=== 出題 ===
以下のレコードを最初から最後まで、一字も変えずにすべて書き写してください。

─── 演習データ

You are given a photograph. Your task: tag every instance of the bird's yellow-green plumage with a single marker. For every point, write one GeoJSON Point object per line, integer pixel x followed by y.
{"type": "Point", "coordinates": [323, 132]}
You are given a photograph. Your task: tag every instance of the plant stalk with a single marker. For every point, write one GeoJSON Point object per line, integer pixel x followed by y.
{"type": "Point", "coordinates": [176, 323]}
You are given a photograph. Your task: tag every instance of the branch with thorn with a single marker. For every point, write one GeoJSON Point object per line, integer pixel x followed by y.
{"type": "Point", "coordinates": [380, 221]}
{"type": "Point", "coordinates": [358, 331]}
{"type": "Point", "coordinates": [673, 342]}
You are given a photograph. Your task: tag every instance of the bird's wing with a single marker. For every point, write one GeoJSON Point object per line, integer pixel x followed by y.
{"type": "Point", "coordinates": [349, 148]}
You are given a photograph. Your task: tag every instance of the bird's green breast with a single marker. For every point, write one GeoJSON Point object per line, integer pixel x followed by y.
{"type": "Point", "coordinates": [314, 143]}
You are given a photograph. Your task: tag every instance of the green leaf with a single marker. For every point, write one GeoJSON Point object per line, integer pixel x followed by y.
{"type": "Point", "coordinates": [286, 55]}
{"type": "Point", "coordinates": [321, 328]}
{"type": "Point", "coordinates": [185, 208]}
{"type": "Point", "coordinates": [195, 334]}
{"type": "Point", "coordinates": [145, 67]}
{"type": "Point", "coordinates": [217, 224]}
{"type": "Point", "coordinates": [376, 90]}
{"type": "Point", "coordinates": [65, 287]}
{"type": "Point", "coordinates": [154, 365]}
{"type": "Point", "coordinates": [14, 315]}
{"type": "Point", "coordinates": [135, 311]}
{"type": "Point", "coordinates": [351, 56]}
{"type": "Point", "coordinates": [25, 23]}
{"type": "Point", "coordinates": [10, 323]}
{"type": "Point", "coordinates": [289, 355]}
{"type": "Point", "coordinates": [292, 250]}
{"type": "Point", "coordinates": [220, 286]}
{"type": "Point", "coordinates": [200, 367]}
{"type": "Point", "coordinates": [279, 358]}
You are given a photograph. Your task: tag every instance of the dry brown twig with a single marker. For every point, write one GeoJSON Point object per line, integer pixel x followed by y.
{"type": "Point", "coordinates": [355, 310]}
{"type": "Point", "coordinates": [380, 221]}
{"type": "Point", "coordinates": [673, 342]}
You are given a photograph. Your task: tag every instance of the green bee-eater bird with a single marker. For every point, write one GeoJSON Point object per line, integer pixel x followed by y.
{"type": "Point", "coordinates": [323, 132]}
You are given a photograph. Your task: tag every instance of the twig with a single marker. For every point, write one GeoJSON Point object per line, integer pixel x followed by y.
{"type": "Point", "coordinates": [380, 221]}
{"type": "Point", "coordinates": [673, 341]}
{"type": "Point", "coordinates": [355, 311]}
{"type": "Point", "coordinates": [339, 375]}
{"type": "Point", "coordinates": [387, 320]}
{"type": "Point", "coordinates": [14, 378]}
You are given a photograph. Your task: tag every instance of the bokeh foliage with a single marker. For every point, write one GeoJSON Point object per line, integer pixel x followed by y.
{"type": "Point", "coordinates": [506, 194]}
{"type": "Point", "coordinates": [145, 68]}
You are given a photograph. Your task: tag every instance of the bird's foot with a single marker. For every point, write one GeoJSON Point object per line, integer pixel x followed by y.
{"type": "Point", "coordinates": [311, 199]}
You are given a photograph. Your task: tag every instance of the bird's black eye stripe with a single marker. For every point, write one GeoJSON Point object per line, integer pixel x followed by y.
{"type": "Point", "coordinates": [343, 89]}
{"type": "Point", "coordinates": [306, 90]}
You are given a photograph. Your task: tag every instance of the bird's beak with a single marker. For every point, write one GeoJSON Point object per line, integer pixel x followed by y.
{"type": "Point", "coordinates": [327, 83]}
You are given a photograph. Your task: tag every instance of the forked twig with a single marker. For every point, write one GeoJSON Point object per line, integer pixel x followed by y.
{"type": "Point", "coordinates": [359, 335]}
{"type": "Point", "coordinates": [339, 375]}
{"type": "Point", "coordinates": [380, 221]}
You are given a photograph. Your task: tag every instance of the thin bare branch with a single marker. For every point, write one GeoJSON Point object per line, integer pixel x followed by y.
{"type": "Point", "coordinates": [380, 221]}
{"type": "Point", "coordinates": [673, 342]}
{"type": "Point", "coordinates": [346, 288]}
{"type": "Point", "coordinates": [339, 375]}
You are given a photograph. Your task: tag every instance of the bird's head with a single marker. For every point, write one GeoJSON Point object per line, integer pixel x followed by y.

──────

=== 解答 ===
You are given a photograph. Your task: tag every instance of the bird's yellow-green plumage with a single marker. For every point, write one GeoJSON Point object per line, integer pixel x followed by y.
{"type": "Point", "coordinates": [323, 132]}
You are given a photograph. Your task: tag every instance of the plant stalk with a single marker. For every point, write one GeoJSON Point object per line, integer pixel x followed by y.
{"type": "Point", "coordinates": [176, 323]}
You are given a photograph. Your task: tag every instance of the branch with thorn with a single marker. For every point, write one GeoJSON Point object per line, integer pixel x followed by y.
{"type": "Point", "coordinates": [380, 221]}
{"type": "Point", "coordinates": [358, 331]}
{"type": "Point", "coordinates": [673, 342]}
You are given a photograph. Your task: tag every instance of the bird's wing with a single marker. For every point, write one GeoJSON Point object per line, integer pixel x followed by y.
{"type": "Point", "coordinates": [349, 148]}
You are given a photograph. Your task: tag every instance of the bird's green breast with a single marker. For every point, write one GeoJSON Point object per line, integer pixel x followed by y.
{"type": "Point", "coordinates": [314, 143]}
You are given a photograph. Your task: tag every instance of the green leaf with a single marker. For every point, write one GeoJSON Point object per line, integer pixel x followed by y.
{"type": "Point", "coordinates": [286, 55]}
{"type": "Point", "coordinates": [321, 328]}
{"type": "Point", "coordinates": [185, 208]}
{"type": "Point", "coordinates": [195, 334]}
{"type": "Point", "coordinates": [145, 67]}
{"type": "Point", "coordinates": [217, 224]}
{"type": "Point", "coordinates": [376, 90]}
{"type": "Point", "coordinates": [65, 287]}
{"type": "Point", "coordinates": [154, 365]}
{"type": "Point", "coordinates": [14, 315]}
{"type": "Point", "coordinates": [135, 311]}
{"type": "Point", "coordinates": [351, 56]}
{"type": "Point", "coordinates": [25, 23]}
{"type": "Point", "coordinates": [10, 323]}
{"type": "Point", "coordinates": [289, 355]}
{"type": "Point", "coordinates": [292, 250]}
{"type": "Point", "coordinates": [220, 286]}
{"type": "Point", "coordinates": [200, 367]}
{"type": "Point", "coordinates": [279, 358]}
You are given a photograph. Your task: tag every instance of the dry brown twig with a single marker. For every point, write one GeoJSON Point object per line, integer pixel x followed by y.
{"type": "Point", "coordinates": [355, 310]}
{"type": "Point", "coordinates": [380, 221]}
{"type": "Point", "coordinates": [673, 342]}
You are given a photograph. Your task: tag every instance of the green bee-eater bird with a single marker. For every point, write one GeoJSON Point object per line, integer pixel x followed by y.
{"type": "Point", "coordinates": [323, 132]}
You are given a photograph. Your task: tag every instance of the twig with a single marker. For every point, write one GeoJSON Point object per line, integer pixel x followed by y.
{"type": "Point", "coordinates": [380, 221]}
{"type": "Point", "coordinates": [673, 341]}
{"type": "Point", "coordinates": [355, 311]}
{"type": "Point", "coordinates": [339, 375]}
{"type": "Point", "coordinates": [387, 320]}
{"type": "Point", "coordinates": [14, 378]}
You are given a photograph. Your task: tag every instance of the bokeh foliage with a single marker. For every point, write one GeoJSON Point object per line, integer pixel x followed by y.
{"type": "Point", "coordinates": [506, 194]}
{"type": "Point", "coordinates": [145, 68]}
You are given a photograph. Your task: tag every instance of the bird's foot with a single marker. For every point, write one GeoJSON Point object per line, integer pixel x followed by y.
{"type": "Point", "coordinates": [311, 199]}
You are given a photograph. Your task: tag every instance of the bird's black eye stripe with a single marker. For every point, write one GeoJSON Point object per line, integer pixel x followed by y.
{"type": "Point", "coordinates": [343, 89]}
{"type": "Point", "coordinates": [306, 90]}
You are given a photograph. Your task: tag every instance of the bird's beak with a single marker. For every point, write one GeoJSON Point object per line, integer pixel x followed by y.
{"type": "Point", "coordinates": [327, 83]}
You are given a photograph. Your task: tag every instance of the forked twig with a single marker. For every point, write one GeoJSON Point object per line, integer pixel x followed by y.
{"type": "Point", "coordinates": [359, 335]}
{"type": "Point", "coordinates": [339, 375]}
{"type": "Point", "coordinates": [380, 221]}
You are given a photograph. Your task: tag every instance of the thin bare branch with a single marker. For every point, write one GeoJSON Point object per line, integer pixel x followed by y.
{"type": "Point", "coordinates": [380, 221]}
{"type": "Point", "coordinates": [673, 342]}
{"type": "Point", "coordinates": [346, 288]}
{"type": "Point", "coordinates": [339, 375]}
You are given a photograph. Your task: tag every instance of the bird's head with a single marker. For every point, write one GeoJSON Point object per line, integer pixel x followed by y.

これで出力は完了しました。